Work instructions -> Your response should be an exact transcription of the data, images excluded.

[Opening Data for this task section]

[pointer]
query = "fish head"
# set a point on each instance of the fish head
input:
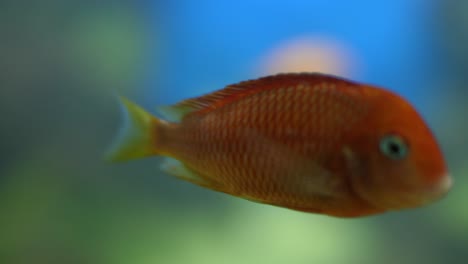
(395, 160)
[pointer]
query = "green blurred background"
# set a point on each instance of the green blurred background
(63, 62)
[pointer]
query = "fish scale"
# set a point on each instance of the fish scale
(308, 142)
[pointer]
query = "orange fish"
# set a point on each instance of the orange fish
(308, 142)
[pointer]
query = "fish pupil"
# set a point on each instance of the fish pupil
(393, 147)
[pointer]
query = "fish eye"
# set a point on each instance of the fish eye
(394, 147)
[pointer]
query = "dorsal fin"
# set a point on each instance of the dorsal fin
(239, 90)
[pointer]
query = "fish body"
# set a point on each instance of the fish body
(308, 142)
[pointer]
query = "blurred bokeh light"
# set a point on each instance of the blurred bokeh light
(63, 62)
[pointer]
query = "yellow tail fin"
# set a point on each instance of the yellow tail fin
(137, 136)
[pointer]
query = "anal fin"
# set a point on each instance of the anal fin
(178, 169)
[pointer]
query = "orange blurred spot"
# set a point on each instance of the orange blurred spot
(310, 54)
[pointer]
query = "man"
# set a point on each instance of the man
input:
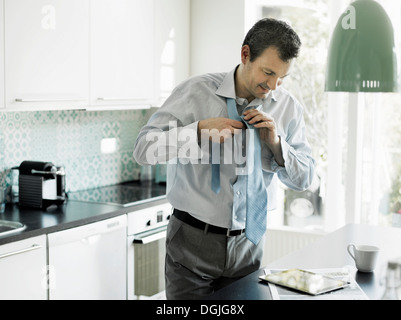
(206, 244)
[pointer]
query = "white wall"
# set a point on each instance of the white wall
(217, 33)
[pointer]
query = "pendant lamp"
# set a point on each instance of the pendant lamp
(362, 54)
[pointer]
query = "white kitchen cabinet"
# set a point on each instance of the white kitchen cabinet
(172, 34)
(46, 54)
(122, 53)
(1, 54)
(23, 268)
(218, 29)
(89, 262)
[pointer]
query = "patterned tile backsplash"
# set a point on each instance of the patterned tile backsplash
(72, 139)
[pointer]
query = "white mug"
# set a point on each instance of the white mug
(365, 257)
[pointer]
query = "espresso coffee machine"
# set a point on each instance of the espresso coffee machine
(41, 184)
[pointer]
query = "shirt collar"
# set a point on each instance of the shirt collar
(227, 89)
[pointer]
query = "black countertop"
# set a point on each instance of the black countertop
(327, 252)
(72, 214)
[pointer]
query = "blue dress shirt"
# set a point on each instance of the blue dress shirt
(171, 136)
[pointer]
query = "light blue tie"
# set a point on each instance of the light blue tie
(256, 202)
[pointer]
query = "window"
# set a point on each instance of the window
(331, 119)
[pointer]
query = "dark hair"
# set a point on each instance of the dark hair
(273, 33)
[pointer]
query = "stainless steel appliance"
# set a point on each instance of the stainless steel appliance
(148, 216)
(41, 184)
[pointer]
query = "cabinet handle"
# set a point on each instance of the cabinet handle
(34, 247)
(49, 100)
(119, 99)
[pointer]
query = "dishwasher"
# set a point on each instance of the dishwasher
(89, 262)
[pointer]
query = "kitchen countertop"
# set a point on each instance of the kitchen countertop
(327, 252)
(71, 214)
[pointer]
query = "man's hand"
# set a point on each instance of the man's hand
(219, 129)
(267, 131)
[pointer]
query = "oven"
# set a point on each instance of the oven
(146, 245)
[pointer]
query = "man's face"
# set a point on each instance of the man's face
(264, 74)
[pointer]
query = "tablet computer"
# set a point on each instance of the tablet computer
(305, 281)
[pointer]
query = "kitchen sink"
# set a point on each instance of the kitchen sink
(10, 227)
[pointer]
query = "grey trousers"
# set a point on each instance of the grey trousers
(198, 263)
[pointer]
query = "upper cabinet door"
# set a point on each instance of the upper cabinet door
(46, 53)
(122, 53)
(172, 31)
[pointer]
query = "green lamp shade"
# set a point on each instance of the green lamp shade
(362, 54)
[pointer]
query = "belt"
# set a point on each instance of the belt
(187, 218)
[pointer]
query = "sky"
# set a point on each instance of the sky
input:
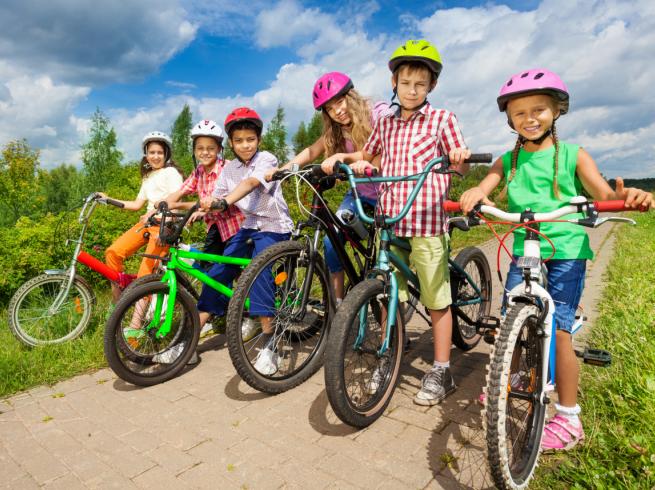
(139, 62)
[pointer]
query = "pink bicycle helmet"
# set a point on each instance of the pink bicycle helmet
(330, 86)
(535, 81)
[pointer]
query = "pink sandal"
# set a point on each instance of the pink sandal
(561, 435)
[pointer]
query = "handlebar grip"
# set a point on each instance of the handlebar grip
(452, 207)
(114, 202)
(480, 158)
(609, 206)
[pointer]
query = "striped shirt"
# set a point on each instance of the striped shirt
(264, 208)
(406, 147)
(203, 183)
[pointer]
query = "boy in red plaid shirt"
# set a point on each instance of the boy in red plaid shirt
(402, 143)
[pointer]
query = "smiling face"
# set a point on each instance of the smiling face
(206, 150)
(413, 86)
(244, 143)
(337, 109)
(532, 115)
(156, 155)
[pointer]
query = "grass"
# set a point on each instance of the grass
(618, 402)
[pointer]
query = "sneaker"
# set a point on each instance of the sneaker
(267, 361)
(249, 328)
(560, 434)
(436, 385)
(379, 373)
(169, 356)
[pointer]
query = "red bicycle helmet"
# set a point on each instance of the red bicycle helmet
(243, 114)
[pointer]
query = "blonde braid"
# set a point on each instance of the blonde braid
(515, 157)
(556, 141)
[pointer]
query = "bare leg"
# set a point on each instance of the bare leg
(567, 370)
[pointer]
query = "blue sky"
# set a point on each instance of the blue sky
(141, 61)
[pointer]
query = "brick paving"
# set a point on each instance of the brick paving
(208, 429)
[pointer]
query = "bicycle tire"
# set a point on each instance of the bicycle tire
(514, 384)
(472, 260)
(355, 397)
(50, 327)
(300, 338)
(141, 365)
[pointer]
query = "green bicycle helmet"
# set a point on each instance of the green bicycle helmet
(421, 51)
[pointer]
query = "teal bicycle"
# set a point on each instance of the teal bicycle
(365, 344)
(154, 329)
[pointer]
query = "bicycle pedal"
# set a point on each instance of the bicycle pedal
(595, 357)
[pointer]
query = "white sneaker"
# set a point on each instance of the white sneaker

[Closing Data for this task section]

Solution ->
[pointer]
query = "fish head"
# set a point on each instance of the fish head
input:
(395, 160)
[pointer]
query = "green blurred background"
# set a point on each instance of the green blurred background
(63, 62)
[pointer]
query = "fish scale"
# set a point on each instance of the fish scale
(308, 142)
[pointer]
query = "orange fish"
# set a point on each instance of the orange fish
(308, 142)
[pointer]
query = "fish pupil"
# set a point on each instance of the fish pupil
(393, 147)
[pointer]
query = "fish eye"
# set a point on each instance of the fish eye
(394, 147)
[pointer]
query = "dorsal fin"
# set a point on each instance of the dorsal fin
(239, 90)
[pointer]
query = "fish body"
# set a point on each instance of the fish body
(308, 142)
[pointer]
query = "blurred bokeh light"
# set a point on each instance of the blurred bokeh light
(63, 62)
[pointer]
query = "yellow tail fin"
# set a point on each instance of the yellow tail fin
(137, 136)
[pointer]
query = "anal fin"
# set a point on each instance of the anal fin
(178, 169)
[pointer]
query = "orange blurred spot"
# set a point on each instance of the orange blurred spot
(310, 54)
[pointer]
query = "man"
# set a point on each instance of the man
input:
(206, 244)
[pointer]
query = "white wall"
# set a point on each instance of the white wall
(217, 33)
[pointer]
query = "pendant lamp"
# set a point on each instance of the pendant lamp
(362, 54)
[pointer]
query = "white kitchen cabinet"
# set a point on each instance of the white kitchen cabinet
(172, 34)
(46, 54)
(122, 53)
(1, 54)
(23, 268)
(218, 29)
(89, 262)
[pointer]
query = "patterned tile backsplash"
# set a point on each instance of the patterned tile backsplash
(72, 139)
[pointer]
query = "white mug"
# set a point on each instance of the white mug
(365, 257)
[pointer]
query = "espresso coffee machine"
# set a point on each instance of the espresso coffee machine
(41, 184)
[pointer]
query = "shirt collar"
# set a point on each instance of the shirt collar
(227, 89)
[pointer]
query = "black countertop"
# set a point on each instance of the black countertop
(327, 252)
(72, 214)
[pointer]
query = "blue dress shirt"
# set a point on each instance of the blue dress shirt
(171, 136)
[pointer]
query = "light blue tie"
# set a point on each instance of the light blue tie
(256, 202)
[pointer]
query = "window"
# set a point on each instance of the window
(331, 119)
[pointer]
query = "dark hair"
# set a point on each instance of the dark hair
(273, 33)
[pointer]
query = "stainless steel appliance"
# set a point on each instance of the stainless steel appliance
(148, 216)
(41, 184)
[pointer]
query = "cabinet handle"
# set a point on each instance of the cabinet handle
(34, 247)
(49, 100)
(119, 99)
[pointer]
query = "dishwasher"
# set a point on each instance of the dishwasher
(89, 262)
[pointer]
query = "kitchen countertop"
# set a point on each instance of the kitchen countertop
(327, 252)
(71, 214)
[pointer]
query = "man's hand"
# set a point on each instance of the man's hand
(219, 129)
(267, 131)
[pointer]
query = "oven"
# set a point on each instance of the oven
(146, 245)
[pointer]
query = "man's face"
# set a point on each instance of the man's face
(264, 74)
[pointer]
query = "tablet computer"
# set a point on each instance of the tablet computer
(305, 281)
[pointer]
query = "kitchen sink"
# set a point on each instance of the kitchen sink
(10, 227)
[pointer]
query = "grey trousers"
# set a point on each instance of the grey trousers
(198, 263)
[pointer]
query = "upper cabinet door"
# set a point on each instance of the upper cabinet door
(46, 53)
(122, 53)
(172, 31)
[pointer]
query = "green lamp shade"
# set a point on each instance of the green lamp shade
(362, 54)
[pointer]
query = "belt"
# set a point on each instance of the belt
(187, 218)
[pointer]
query = "sky"
# set a point on each instance of the sky
input:
(139, 62)
[pointer]
query = "pink bicycle helmet"
# set a point on each instance of the pink bicycle helmet
(330, 86)
(535, 81)
[pointer]
query = "pink sandal"
# set a point on each instance of the pink sandal
(561, 435)
[pointer]
query = "handlebar grip"
# set a point on each instance of the handlebar grip
(452, 207)
(114, 202)
(480, 158)
(609, 206)
[pointer]
query = "striped shirt"
# set a point on each instance of the striped shirt
(264, 208)
(406, 147)
(203, 183)
[pointer]
query = "boy in red plaid shirt"
# set a point on each instance of the boy in red plaid shirt
(402, 143)
[pointer]
query = "smiling face"
# set a point on each instance of the smiling face
(206, 150)
(413, 86)
(244, 143)
(337, 109)
(532, 115)
(156, 155)
[pointer]
query = "grass"
# set a point on each instance of the grass
(618, 402)
[pointer]
query = "sneaker"
# set a point on each instance of the sneaker
(267, 361)
(249, 328)
(560, 434)
(436, 385)
(379, 373)
(169, 356)
[pointer]
query = "red bicycle helmet"
# set a point on each instance of the red bicycle helmet
(243, 114)
[pointer]
query = "blonde braid"
# set a point on each instance of the blonde braid
(515, 157)
(556, 141)
[pointer]
query = "bare leg"
# set a point on each instance of the bare leg
(567, 370)
[pointer]
query = "blue sky"
# set a point on each instance of the blue sky
(141, 61)
[pointer]
query = "brick paving"
# set a point on each instance of the brick paving
(208, 429)
[pointer]
query = "bicycle tire"
# set a point on each instance of the bicycle tire
(514, 384)
(472, 260)
(355, 397)
(50, 327)
(300, 338)
(141, 365)
[pointer]
query = "green bicycle helmet"
# set a point on each instance of the green bicycle helmet
(421, 51)
[pointer]
query = "teal bicycle"
# set a point on each instance of the teal bicycle
(365, 344)
(154, 329)
[pointer]
query = "bicycle pedal"
# set a point on each instance of the bicycle pedal
(595, 357)
[pointer]
query = "white sneaker"
# set a point on each instance of the white sneaker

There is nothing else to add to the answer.